-- Halaman --
--

Wednesday, August 8, 2012

MERAPI TERHARU

9 Mei 2012
Hmmh..
Malam itu saya tertunduk lesu di sudut Stasiun Pasar Senen. Sebabnya apalagi kalau bukan soal tiket kereta api. Perubahan sistem yang kini tidak membolehkan tiket berdiri saya kira akan menguntungkan kami selaku pengguna jasa kereta ekonomi jarak jauh. Nyatanya tidak. Sejak diberlakukannya sistem tersebut, saya malah sering tidak kebagian tiket. Bukan karena kalah cepat mengantri, tetapi karena tiket sudah ludes diborong para calo. Bayangkan, tiket dibuka h-7 keberangkatan pukul 07.00. pukul 09.00 sudah ludes. Gilanya lagi, ketika saya penasaran menawar ke calo, tiket yang harganya Rp.35.000 dijual Rp.120.000 di calo. SINTING..!!

16 Mei 2012
Setelah menimbang beberapa hal, akhirnya kami memutuskan untuk menggunakan bus saja seharga Rp.125.000 dengan tujuan Terminal Jombor di Sleman. Perjalanan dimulai dari Pal Depok pukul 16.00. 
 
17 Mei 2012
Singkat cerita pagi pukul 08.00 kami tiba di Terminal Jombor. Disitu kami memesan tiket bus arah balik dan belanja logistik yang masih kurang.

Pertigaan Klatar
Pukul 10.00 kami berangkat menuju Magelang menggunakan bus jurusan Magelang-Semarang dengan ongkos Rp.8000,-. Kami turun di pertigaan Blabak sejam kemudian. Selanjutnya kami melanjutkan perjalanan dengan menggunakan angkot kuning sampai pertigaan Klatar. Dari Klatar lanjut menggunakan angkot pink dengan tujuan pertigaan Selo. Kami turun  di Barameru basecamp pendakian merapi. Dari sini masih harus naik lagi untuk sampai di entrance pendakian  New Selo.

--

-- Bahan Hasil Ekstraksi --
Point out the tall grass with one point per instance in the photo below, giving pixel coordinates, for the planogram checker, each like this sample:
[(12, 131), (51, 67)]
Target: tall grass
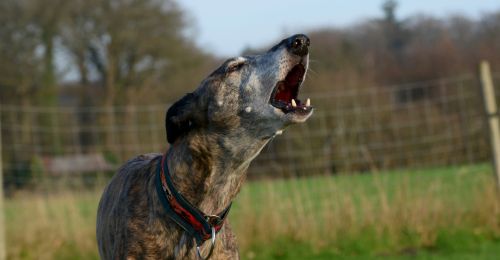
[(448, 209)]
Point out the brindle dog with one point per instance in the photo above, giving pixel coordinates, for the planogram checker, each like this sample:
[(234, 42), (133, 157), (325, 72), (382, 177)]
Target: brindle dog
[(214, 134)]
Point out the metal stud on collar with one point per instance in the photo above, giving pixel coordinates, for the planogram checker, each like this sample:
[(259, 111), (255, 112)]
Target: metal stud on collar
[(212, 246)]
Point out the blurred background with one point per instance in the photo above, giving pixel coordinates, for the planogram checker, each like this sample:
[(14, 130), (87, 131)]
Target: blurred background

--

-- Tugas Tertulis 1 --
Jawablah pertanyaan berikut berdasarkan catatan perjalanan Merapi:
(a) Berapa harga jual di calo untuk tiket kereta yang harganya Rp.35.000?
(b) Dari mana perjalanan bus pada 16 Mei 2012 dimulai, dan pukul berapa?
(c) Berapa ongkos bus jurusan Magelang-Semarang?
-- Tugas Tertulis 2 --
Tuliskan ulang persis bagian catatan perjalanan Merapi yang dibuka dengan kata-kata "MERAPI TERHARU" dan ditutup dengan "Depok pukul 16.00.".

-- Jawaban Tugas 1 --
(a) Rp.120.000
(b) Dari Pal Depok, pukul 16.00
(c) Rp.8000,-

-- Jawaban Tugas 2 --
MERAPI TERHARU

9 Mei 2012
Hmmh..
Malam itu saya tertunduk lesu di sudut Stasiun Pasar Senen. Sebabnya apalagi kalau bukan soal tiket kereta api. Perubahan sistem yang kini tidak membolehkan tiket berdiri saya kira akan menguntungkan kami selaku pengguna jasa kereta ekonomi jarak jauh. Nyatanya tidak. Sejak diberlakukannya sistem tersebut, saya malah sering tidak kebagian tiket. Bukan karena kalah cepat mengantri, tetapi karena tiket sudah ludes diborong para calo. Bayangkan, tiket dibuka h-7 keberangkatan pukul 07.00. pukul 09.00 sudah ludes. Gilanya lagi, ketika saya penasaran menawar ke calo, tiket yang harganya Rp.35.000 dijual Rp.120.000 di calo. SINTING..!!

16 Mei 2012
Setelah menimbang beberapa hal, akhirnya kami memutuskan untuk menggunakan bus saja seharga Rp.125.000 dengan tujuan Terminal Jombor di Sleman. Perjalanan dimulai dari Pal Depok pukul 16.00.